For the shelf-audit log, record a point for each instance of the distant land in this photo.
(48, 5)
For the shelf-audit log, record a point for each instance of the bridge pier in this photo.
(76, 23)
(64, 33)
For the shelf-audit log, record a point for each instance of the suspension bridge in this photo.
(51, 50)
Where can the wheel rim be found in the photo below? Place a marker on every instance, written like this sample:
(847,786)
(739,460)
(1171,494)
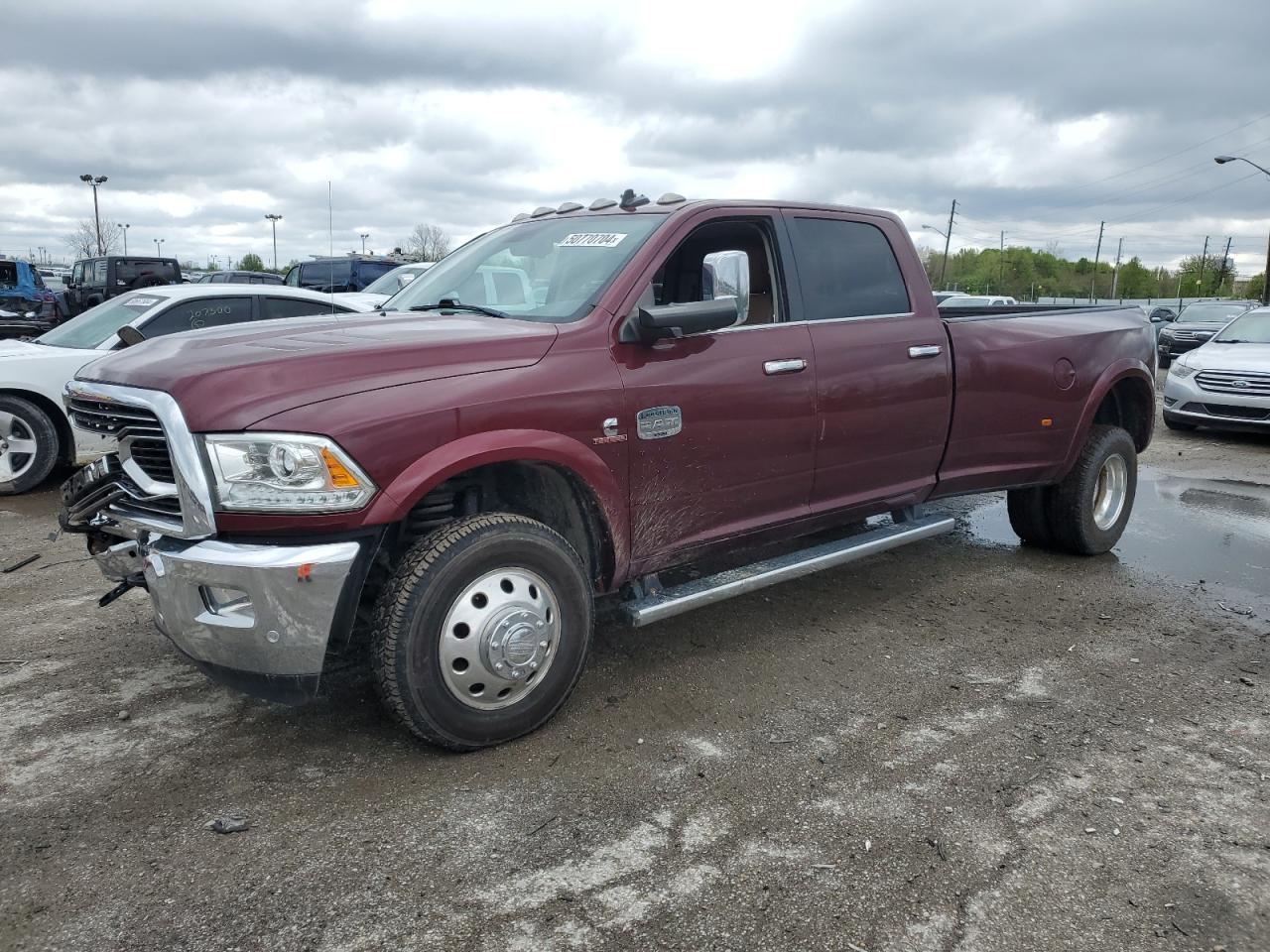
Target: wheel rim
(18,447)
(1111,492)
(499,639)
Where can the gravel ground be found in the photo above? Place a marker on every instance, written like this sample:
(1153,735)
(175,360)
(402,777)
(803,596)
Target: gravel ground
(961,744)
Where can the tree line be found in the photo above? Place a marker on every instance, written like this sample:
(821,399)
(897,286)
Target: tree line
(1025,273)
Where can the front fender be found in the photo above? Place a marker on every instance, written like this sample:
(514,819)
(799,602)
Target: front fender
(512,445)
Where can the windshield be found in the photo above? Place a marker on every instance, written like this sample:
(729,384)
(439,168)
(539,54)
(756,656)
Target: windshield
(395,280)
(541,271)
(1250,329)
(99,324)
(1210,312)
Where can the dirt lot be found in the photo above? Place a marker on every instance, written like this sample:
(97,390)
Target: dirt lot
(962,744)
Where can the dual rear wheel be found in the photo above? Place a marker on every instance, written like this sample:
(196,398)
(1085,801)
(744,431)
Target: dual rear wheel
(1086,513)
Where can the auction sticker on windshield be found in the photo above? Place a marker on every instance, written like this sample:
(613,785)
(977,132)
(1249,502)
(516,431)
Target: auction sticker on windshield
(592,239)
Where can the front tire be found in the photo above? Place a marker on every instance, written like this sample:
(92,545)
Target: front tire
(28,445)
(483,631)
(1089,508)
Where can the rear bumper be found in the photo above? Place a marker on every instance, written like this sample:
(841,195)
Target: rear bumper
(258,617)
==============================
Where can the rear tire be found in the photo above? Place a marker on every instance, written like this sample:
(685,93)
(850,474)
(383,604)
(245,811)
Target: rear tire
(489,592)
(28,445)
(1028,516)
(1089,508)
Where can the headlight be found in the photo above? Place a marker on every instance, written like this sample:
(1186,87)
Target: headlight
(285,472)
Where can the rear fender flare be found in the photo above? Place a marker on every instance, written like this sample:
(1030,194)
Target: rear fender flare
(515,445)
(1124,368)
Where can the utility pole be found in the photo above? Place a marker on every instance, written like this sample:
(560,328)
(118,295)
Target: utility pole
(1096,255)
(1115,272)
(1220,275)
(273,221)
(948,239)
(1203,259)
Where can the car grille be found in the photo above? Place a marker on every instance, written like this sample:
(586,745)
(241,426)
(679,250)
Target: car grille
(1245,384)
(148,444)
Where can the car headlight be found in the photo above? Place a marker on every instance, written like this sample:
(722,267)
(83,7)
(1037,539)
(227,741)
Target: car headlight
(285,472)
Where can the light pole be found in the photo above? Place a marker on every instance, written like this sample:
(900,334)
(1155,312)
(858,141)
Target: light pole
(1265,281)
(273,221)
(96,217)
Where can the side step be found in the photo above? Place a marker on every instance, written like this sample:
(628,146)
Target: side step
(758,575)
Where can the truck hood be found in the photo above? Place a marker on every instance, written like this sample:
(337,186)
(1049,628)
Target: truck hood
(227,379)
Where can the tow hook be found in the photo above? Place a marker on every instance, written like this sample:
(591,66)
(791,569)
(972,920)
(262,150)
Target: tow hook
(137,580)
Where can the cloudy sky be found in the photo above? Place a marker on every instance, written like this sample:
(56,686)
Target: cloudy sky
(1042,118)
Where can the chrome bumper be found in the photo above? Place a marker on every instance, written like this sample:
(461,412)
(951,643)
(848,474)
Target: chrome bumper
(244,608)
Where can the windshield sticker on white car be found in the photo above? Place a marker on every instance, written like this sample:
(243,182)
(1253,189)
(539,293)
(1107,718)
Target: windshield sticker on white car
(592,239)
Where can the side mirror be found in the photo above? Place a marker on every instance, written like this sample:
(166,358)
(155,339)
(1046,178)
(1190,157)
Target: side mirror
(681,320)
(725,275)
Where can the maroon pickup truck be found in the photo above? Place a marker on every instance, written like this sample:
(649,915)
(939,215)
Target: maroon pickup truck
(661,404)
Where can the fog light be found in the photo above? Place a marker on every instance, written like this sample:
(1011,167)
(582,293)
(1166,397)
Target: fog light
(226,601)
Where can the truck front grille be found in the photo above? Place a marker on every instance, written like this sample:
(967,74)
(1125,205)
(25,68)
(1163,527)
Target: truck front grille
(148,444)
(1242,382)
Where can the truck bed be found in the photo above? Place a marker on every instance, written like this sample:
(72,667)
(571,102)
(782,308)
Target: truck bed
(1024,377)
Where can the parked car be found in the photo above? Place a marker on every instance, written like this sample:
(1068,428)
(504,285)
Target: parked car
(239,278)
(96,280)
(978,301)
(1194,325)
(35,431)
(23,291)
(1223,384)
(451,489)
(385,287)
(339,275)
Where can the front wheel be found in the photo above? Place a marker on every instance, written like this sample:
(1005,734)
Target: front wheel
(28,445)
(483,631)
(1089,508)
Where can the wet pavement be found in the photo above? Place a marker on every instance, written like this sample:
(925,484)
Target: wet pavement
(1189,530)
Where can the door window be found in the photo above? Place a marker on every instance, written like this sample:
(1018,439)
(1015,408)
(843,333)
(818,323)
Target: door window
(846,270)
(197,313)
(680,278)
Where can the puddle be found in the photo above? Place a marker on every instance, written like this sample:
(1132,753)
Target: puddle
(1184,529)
==============================
#### Exercise:
Collect every line of the data above that contains the word "puddle", copying each one in full.

#### Response below:
Where can the puddle be found in the photo above? Place a marker on every instance, written like this sample:
Target: puddle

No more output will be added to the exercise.